>>>>>

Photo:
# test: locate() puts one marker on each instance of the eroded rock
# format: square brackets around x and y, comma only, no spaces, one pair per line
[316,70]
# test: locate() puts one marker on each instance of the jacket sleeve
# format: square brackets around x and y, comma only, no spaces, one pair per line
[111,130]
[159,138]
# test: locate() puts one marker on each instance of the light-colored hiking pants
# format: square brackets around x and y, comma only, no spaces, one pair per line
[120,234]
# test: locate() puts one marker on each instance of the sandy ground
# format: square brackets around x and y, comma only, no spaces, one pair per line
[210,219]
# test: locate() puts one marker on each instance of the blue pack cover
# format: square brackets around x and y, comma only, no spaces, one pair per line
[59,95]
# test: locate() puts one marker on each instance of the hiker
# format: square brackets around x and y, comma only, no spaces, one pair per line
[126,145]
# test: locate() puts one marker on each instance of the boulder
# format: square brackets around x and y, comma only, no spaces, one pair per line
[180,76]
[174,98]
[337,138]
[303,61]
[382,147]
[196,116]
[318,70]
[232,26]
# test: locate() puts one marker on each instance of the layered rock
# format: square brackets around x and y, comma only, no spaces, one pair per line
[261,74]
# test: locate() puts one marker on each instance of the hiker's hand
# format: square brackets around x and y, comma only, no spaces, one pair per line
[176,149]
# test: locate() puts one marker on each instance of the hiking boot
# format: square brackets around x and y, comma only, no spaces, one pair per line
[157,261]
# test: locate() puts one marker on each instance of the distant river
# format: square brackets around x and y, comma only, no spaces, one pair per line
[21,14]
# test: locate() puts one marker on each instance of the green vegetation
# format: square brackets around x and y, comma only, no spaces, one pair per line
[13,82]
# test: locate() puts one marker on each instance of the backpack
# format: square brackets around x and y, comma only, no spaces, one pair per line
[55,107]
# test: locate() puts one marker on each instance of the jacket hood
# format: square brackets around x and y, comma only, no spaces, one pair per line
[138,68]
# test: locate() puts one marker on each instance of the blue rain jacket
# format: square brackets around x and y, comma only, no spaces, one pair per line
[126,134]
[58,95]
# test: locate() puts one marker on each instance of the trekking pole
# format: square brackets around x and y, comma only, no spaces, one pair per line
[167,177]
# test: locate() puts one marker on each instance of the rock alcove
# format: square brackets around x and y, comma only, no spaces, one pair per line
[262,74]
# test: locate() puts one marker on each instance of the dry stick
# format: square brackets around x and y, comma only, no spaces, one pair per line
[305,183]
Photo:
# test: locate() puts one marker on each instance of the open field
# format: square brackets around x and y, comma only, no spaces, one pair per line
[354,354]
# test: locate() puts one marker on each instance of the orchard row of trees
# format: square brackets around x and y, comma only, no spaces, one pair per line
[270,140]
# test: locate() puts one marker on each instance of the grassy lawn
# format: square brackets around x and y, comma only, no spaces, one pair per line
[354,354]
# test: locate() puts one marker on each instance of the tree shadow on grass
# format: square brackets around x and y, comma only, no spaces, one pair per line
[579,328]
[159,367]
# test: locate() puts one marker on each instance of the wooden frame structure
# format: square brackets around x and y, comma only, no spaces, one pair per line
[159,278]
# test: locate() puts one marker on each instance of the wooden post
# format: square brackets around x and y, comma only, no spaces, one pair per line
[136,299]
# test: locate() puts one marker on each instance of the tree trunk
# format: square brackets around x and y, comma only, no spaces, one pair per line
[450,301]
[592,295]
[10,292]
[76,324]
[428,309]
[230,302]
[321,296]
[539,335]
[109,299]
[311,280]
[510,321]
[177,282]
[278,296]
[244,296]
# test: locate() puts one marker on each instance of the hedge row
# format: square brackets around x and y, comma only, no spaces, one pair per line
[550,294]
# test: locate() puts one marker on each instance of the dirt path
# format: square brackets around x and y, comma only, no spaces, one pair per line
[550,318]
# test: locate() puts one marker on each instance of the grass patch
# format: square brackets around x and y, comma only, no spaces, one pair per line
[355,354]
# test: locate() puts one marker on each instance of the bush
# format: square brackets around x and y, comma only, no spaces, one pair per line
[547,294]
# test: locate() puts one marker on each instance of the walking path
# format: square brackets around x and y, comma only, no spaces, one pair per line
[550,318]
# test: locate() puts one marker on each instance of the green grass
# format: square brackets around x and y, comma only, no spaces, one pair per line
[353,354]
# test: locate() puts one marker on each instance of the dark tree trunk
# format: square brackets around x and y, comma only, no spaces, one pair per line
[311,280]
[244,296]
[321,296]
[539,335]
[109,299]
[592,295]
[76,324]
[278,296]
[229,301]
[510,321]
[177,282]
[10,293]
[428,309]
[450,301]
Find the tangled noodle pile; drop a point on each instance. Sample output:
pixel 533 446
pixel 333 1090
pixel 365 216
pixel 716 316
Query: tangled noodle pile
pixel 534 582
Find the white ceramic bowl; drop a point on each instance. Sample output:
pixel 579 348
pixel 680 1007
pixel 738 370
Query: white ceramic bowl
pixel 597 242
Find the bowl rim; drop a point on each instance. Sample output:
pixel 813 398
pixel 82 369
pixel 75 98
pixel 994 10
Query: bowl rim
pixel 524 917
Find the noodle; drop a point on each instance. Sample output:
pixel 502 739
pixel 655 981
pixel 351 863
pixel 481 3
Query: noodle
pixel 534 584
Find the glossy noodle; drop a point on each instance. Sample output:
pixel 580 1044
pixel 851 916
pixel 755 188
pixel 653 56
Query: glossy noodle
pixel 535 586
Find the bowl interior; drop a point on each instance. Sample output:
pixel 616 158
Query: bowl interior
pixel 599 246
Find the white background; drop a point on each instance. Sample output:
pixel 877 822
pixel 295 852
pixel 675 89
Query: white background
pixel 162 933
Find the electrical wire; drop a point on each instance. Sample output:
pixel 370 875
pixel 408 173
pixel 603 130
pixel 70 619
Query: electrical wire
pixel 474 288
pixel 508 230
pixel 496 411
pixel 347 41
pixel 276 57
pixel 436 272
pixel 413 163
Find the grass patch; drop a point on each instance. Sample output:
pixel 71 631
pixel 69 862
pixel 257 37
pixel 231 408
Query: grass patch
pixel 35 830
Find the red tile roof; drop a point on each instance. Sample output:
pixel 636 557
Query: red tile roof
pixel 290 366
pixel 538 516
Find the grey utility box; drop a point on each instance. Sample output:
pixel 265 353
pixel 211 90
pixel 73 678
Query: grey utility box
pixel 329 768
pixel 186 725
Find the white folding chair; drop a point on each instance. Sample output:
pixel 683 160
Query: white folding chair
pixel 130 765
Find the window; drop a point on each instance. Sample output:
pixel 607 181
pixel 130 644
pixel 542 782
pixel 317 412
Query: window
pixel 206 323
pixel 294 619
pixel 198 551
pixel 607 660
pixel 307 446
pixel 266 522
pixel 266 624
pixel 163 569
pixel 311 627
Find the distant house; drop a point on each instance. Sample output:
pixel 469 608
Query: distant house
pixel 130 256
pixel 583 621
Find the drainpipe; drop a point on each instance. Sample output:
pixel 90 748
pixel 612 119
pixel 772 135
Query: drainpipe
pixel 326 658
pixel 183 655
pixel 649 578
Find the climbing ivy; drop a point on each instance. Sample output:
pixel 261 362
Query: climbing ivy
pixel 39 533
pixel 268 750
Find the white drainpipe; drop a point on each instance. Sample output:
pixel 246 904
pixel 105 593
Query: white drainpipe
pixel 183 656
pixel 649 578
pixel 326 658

<<<<<

What is being asked:
Nothing may be left out or altered: reproduce the complete listing.

Task solution:
Photo:
# test: locate() puts one marker on each instance of the eroded rock
# format: square brackets around x and y, comma only, no spaces, one pair per line
[316,70]
# test: locate() puts one marker on each instance of the jacket sleeve
# format: square brackets around x and y, comma only, no spaces, one pair per line
[111,130]
[159,138]
# test: locate() puts one marker on each instance of the light-colored hiking pants
# format: square brackets around x and y, comma only, no spaces, one pair per line
[120,234]
# test: locate() puts one marker on each instance of the sandy ground
# format: square brackets around x and y, comma only, no spaces, one pair per line
[210,219]
# test: locate() puts one marker on each instance of the blue pack cover
# format: square brackets around x and y, comma only, no spaces, one pair per line
[59,95]
# test: locate() puts one marker on each instance of the hiker
# format: square brackets around x and y, comma only, no spaces, one pair per line
[126,145]
# test: locate() puts one marker on each instance of the boulder
# format: square brackets around x and y, comma only, no spaces, one pair per line
[180,76]
[174,98]
[337,138]
[303,61]
[382,147]
[196,116]
[318,70]
[232,26]
# test: locate() puts one marker on each instance of the layered rock
# format: square brackets around x and y, comma only, no spaces, one pair per line
[261,74]
# test: locate() puts one marker on each instance of the hiker's hand
# format: square brackets around x and y, comma only, no spaces, one pair per line
[176,149]
# test: locate() puts one marker on each instance of the hiking boot
# format: square brackets around x and y, comma only, no spaces, one pair per line
[157,261]
# test: locate() puts one marker on each instance of the distant river
# format: square brackets around x and y, comma only, no spaces, one pair per line
[21,14]
# test: locate() puts one marker on each instance of the green vegetation
# format: square brackets around x and y, comma only, no spaces, one pair per line
[13,82]
# test: locate() puts one marker on each instance of the backpack
# format: square brackets around x and y, comma only, no spaces, one pair per line
[55,107]
# test: locate() puts one marker on each instance of the jacket hood
# format: square brackets around x and y, comma only, no spaces, one pair per line
[138,68]
# test: locate() puts one marker on each instance of the blue rain jacket
# format: square brackets around x and y, comma only, no spaces, one pair per line
[126,134]
[58,95]
# test: locate() puts one marker on each instance of the trekking pole
# format: square brackets around x and y, comma only, no spaces, one pair per line
[167,177]
# test: locate() puts one marker on each instance of the rock alcove
# format: square brackets around x and y, comma only, no spaces, one pair per line
[262,74]
# test: locate() puts one marker on each instance of the dry stick
# format: square brackets around x and y, comma only, no spaces, one pair per line
[305,183]
Photo:
# test: locate() puts one marker on each instance of the open field
# format: square brackets around x and y, comma only, no spaces, one pair per line
[354,354]
# test: locate() puts one marker on each instance of the orchard row of trees
# format: square brackets around x and y, comma only, no spaces, one pair per line
[270,140]
# test: locate() puts one marker on each instance of the grassy lawn
# format: square brackets around x and y, comma only, no spaces, one pair per line
[354,354]
# test: locate() puts one marker on each instance of the tree shadow on grass
# format: square brackets around x and y, comma only, no spaces, one pair per line
[579,328]
[159,367]
# test: locate() puts one marker on each instance of the wooden frame structure
# format: square brackets around x and y, comma only, no spaces, one pair per line
[159,278]
# test: locate() puts one marker on each instance of the wooden post
# format: square brackets around x and y, comma only, no spaces, one pair per line
[136,299]
# test: locate() puts one marker on each instance of the tree trunk
# format: square brackets around x and y, comma only, no spaces, one pair per line
[450,301]
[592,295]
[10,292]
[76,324]
[428,309]
[230,302]
[321,296]
[539,335]
[109,299]
[311,280]
[510,321]
[177,282]
[278,296]
[244,296]
# test: locate() puts one marker on each instance of the hedge row
# format: square brackets around x and y, comma only, no spaces, one pair per line
[550,294]
# test: locate() puts one marker on each instance of the dirt path
# format: square brackets around x and y, comma only, no spaces, one pair per line
[550,318]
# test: locate() puts one marker on each instance of the grass patch
# format: square brackets around x and y, comma only, no spaces, one pair per line
[355,354]
# test: locate() puts one marker on each instance of the bush
# format: square brackets around x and y, comma only, no spaces, one pair per line
[547,294]
# test: locate() puts one marker on each instance of the walking path
# format: square brackets around x and y, comma only, no spaces, one pair per line
[550,318]
# test: locate() puts one marker on each instance of the green grass
# format: square brackets around x and y, comma only, no spaces, one pair per line
[353,354]
# test: locate() puts one marker on each instance of the dark tree trunk
# format: square brackets around x and y, comma only, no spaces, one pair per line
[311,280]
[244,296]
[321,296]
[539,335]
[109,299]
[592,295]
[76,324]
[278,296]
[229,301]
[510,321]
[177,282]
[10,293]
[428,309]
[450,301]
Find the tangled noodle pile; drop a point on each instance. Sample output:
pixel 533 446
pixel 333 1090
pixel 365 216
pixel 716 316
Query: tangled noodle pile
pixel 534 582
Find the white ceramic bowl; drop a point on each instance. Sample output:
pixel 579 348
pixel 680 1007
pixel 738 370
Query: white ceramic bowl
pixel 597 242
Find the bowl rim; drop a point on each instance. Sample output:
pixel 813 398
pixel 82 369
pixel 75 98
pixel 994 10
Query: bowl rim
pixel 524 917
Find the noodle; drop a point on each instance. Sample output:
pixel 502 739
pixel 655 981
pixel 351 863
pixel 481 3
Query: noodle
pixel 534 584
Find the glossy noodle; drop a point on each instance. Sample output:
pixel 580 1044
pixel 851 916
pixel 755 188
pixel 653 56
Query: glossy noodle
pixel 535 586
Find the bowl interior; drop a point on each instance. Sample output:
pixel 616 158
Query: bowl interior
pixel 599 246
Find the white background; drop a point on each instance. Sample output:
pixel 877 822
pixel 295 852
pixel 675 89
Query: white background
pixel 162 933
Find the electrical wire; drop a point on each instance. Sample output:
pixel 370 875
pixel 408 173
pixel 603 130
pixel 70 619
Query: electrical wire
pixel 474 288
pixel 508 230
pixel 496 411
pixel 347 41
pixel 276 57
pixel 436 272
pixel 413 163
Find the grass patch; drop a point on each instance. Sample output:
pixel 71 631
pixel 69 862
pixel 257 37
pixel 231 408
Query: grass patch
pixel 35 830
Find the red tile roof; drop a point on each instance. Sample output:
pixel 636 557
Query: red tile roof
pixel 290 366
pixel 538 516
Find the grey utility box; drop a point on each instance. Sample output:
pixel 265 353
pixel 211 90
pixel 73 678
Query: grey utility box
pixel 329 768
pixel 186 725
Find the white folding chair; drop a point on each instance. Sample output:
pixel 683 160
Query: white folding chair
pixel 130 765
Find the window; drop a point on each instance. Sample output:
pixel 607 181
pixel 130 644
pixel 542 782
pixel 317 412
Query: window
pixel 206 323
pixel 294 619
pixel 198 551
pixel 607 660
pixel 307 446
pixel 266 522
pixel 266 624
pixel 163 569
pixel 311 627
Find the distant house; drop a point on each instance. Sample output:
pixel 469 608
Query: distant house
pixel 130 256
pixel 583 621
Find the drainpipe; drop a point on each instance. Sample output:
pixel 90 748
pixel 612 119
pixel 772 135
Query: drainpipe
pixel 326 658
pixel 183 655
pixel 649 578
Find the climbing ivy; drop a point on each instance. Sample output:
pixel 261 362
Query: climbing ivy
pixel 39 533
pixel 268 750
Find the white drainpipe; drop a point on each instance. Sample output:
pixel 246 904
pixel 105 593
Query: white drainpipe
pixel 183 656
pixel 649 578
pixel 326 658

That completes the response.